[Provided information — start]

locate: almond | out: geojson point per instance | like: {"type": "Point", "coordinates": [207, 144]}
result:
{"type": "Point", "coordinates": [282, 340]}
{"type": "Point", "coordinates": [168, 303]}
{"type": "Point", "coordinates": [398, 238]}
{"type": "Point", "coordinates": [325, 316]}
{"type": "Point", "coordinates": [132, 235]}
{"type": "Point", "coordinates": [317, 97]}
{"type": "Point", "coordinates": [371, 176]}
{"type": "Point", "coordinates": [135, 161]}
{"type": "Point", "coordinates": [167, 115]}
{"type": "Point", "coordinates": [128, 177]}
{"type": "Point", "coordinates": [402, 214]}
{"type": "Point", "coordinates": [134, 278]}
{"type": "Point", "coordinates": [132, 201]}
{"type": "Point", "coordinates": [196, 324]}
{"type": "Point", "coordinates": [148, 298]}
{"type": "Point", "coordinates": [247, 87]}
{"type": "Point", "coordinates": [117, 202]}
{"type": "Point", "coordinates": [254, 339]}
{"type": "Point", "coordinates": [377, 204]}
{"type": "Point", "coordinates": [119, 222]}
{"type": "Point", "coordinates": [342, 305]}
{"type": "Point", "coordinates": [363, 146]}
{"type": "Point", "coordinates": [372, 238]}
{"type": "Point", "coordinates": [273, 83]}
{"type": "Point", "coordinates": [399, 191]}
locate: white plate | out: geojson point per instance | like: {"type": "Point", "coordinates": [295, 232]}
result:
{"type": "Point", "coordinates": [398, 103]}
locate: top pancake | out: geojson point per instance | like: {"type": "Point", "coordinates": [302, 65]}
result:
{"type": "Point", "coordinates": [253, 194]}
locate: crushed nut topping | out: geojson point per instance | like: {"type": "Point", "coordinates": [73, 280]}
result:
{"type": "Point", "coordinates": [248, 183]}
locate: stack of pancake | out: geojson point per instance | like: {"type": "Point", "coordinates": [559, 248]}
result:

[Provided information — finish]

For every entry above, write out an exact copy.

◆ Output of the task
locate: almond | out: geojson point per instance | like: {"type": "Point", "coordinates": [207, 144]}
result:
{"type": "Point", "coordinates": [282, 340]}
{"type": "Point", "coordinates": [168, 303]}
{"type": "Point", "coordinates": [398, 238]}
{"type": "Point", "coordinates": [325, 316]}
{"type": "Point", "coordinates": [132, 235]}
{"type": "Point", "coordinates": [317, 97]}
{"type": "Point", "coordinates": [371, 176]}
{"type": "Point", "coordinates": [135, 161]}
{"type": "Point", "coordinates": [167, 115]}
{"type": "Point", "coordinates": [128, 177]}
{"type": "Point", "coordinates": [402, 214]}
{"type": "Point", "coordinates": [134, 278]}
{"type": "Point", "coordinates": [132, 201]}
{"type": "Point", "coordinates": [196, 324]}
{"type": "Point", "coordinates": [148, 298]}
{"type": "Point", "coordinates": [247, 87]}
{"type": "Point", "coordinates": [117, 202]}
{"type": "Point", "coordinates": [254, 339]}
{"type": "Point", "coordinates": [377, 204]}
{"type": "Point", "coordinates": [119, 222]}
{"type": "Point", "coordinates": [342, 305]}
{"type": "Point", "coordinates": [363, 146]}
{"type": "Point", "coordinates": [372, 238]}
{"type": "Point", "coordinates": [273, 83]}
{"type": "Point", "coordinates": [399, 191]}
locate: white plate | out: geojson point per instance | like: {"type": "Point", "coordinates": [295, 232]}
result:
{"type": "Point", "coordinates": [398, 103]}
locate: top pancake | out: geojson point per instance | like: {"type": "Point", "coordinates": [302, 65]}
result:
{"type": "Point", "coordinates": [253, 194]}
locate: crushed nut topping | out: geojson point per instance | like: {"type": "Point", "coordinates": [73, 280]}
result:
{"type": "Point", "coordinates": [248, 183]}
locate: stack of pancake | out: geojson point per instance | like: {"type": "Point", "coordinates": [559, 248]}
result:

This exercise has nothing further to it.